-- Start of SUPPLIED TEXT --

Friday, November 29, 2013

Thought for the Day, #67



 
Next to accepting themselves and overcoming self-loathing, the single greatest challenge most gay men experience is finding a partner.

In my reading, I read these quotes from Andrew Holleran, well-known writer of the seminal Dancer of the Dance, published in 1978:

A friend of mine told me that a psychiatrist in New York once told him that whenever anybody walked into his office and said, "Oh, I want a lover and I can't find a lover," he'd say, "Oh, stop it.  If you wanted a lover, you'd have a lover."

And: 

In the end, the people who don't have lovers fundamentally at some level don't want one.  And so don't bitch about it.

Quotes taken from "Andrew Holleran," Something Inside: Conversations with Gay Fiction Writers, Philip Gambone, p. 179.

What do you think?  Is there some truth to Holleran's assertions?

-- End of SUPPLIED TEXT --
-- Start of STORED RECORDS --

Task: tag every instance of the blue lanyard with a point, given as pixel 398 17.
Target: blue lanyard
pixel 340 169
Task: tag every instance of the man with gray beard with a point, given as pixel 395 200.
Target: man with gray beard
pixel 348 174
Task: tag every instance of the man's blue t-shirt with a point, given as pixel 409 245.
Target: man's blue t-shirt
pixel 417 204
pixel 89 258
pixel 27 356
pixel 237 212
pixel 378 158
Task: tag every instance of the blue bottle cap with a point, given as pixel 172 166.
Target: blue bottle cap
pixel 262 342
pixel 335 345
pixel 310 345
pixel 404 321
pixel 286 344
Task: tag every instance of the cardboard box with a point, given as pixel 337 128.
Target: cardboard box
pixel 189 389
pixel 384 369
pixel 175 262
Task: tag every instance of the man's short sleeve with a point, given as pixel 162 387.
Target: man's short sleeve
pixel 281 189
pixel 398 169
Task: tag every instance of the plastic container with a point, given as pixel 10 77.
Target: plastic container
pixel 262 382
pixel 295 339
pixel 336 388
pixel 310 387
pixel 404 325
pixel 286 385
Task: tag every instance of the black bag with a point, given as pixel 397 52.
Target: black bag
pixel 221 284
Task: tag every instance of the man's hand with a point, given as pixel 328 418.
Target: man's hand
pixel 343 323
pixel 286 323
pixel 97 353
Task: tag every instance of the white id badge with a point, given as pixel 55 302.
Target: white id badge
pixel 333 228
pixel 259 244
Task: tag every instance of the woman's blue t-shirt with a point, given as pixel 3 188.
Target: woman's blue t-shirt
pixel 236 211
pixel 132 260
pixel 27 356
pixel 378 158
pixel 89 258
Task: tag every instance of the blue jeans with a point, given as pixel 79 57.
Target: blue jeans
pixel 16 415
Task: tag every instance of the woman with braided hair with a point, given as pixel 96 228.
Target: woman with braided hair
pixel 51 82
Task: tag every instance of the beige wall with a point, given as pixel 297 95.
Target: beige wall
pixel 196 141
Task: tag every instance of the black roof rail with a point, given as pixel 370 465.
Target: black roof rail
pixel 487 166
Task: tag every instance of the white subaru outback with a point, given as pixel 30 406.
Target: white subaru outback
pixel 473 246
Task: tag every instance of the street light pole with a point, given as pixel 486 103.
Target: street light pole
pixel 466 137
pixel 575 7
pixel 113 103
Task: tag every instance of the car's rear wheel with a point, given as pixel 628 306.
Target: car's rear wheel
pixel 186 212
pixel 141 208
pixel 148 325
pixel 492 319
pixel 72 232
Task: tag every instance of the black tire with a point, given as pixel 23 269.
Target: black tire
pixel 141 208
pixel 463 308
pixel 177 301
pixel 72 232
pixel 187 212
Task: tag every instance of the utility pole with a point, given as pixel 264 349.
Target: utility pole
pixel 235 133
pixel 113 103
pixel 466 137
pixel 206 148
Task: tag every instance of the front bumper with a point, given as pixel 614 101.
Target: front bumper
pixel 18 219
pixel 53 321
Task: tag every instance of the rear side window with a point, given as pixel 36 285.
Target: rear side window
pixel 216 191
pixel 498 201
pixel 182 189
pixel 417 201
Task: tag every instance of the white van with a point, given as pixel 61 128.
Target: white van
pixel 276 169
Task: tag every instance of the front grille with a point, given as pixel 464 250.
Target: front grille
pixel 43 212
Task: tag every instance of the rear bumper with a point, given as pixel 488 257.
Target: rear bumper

-- End of STORED RECORDS --

## PROBLEM STATEMENT
Pick up the blog post about gay men finding a partner, shown above, and keep writing it from its last line.

## RESULT
2 comments:

  1. Okay, I'll bite (but only briefly...I could go on and on after a nudge like that). I wonder what the psychiatrist's relationship status was at the time he made that remark. And one must also consider the times. The '70s were known to be a time of sexual freedom when relationship may not have been as valued. I wonder if there was also some other judgment behind the psychiatrist's statement. Homosexuality wasn't entirely removed from the DSM until 1986 so he may have viewed his client as disordered from the outset.

    To be sure, there would have people then and now who didn't want commitment no matter what kind of front they put up. However, to generalize the statement to all single people is ridiculous. In the movies, dream it and it shall happen. In life, well, not so much. Luck (some who succeed would call it fate) plays a role in any kind of good fortune. Perseverance, optimism and effective communication are also factors and these are things a single person can reflect upon and look to improve.

    The comment blames the single person. When I read it, I hear my mother's voice rather than some unnamed psychiatrist. "You're just not trying hard enough. Are you eating too much? Don't you have friends with friends? You're not still wearing those shoes with the worn out soles, are you? I read in Ann Landers once that people judge based on your footwear. Why don't you give women a try?"

    Ugh.

    ReplyDelete
    Replies
    1. RG, I didn't look at this quote like you did at all.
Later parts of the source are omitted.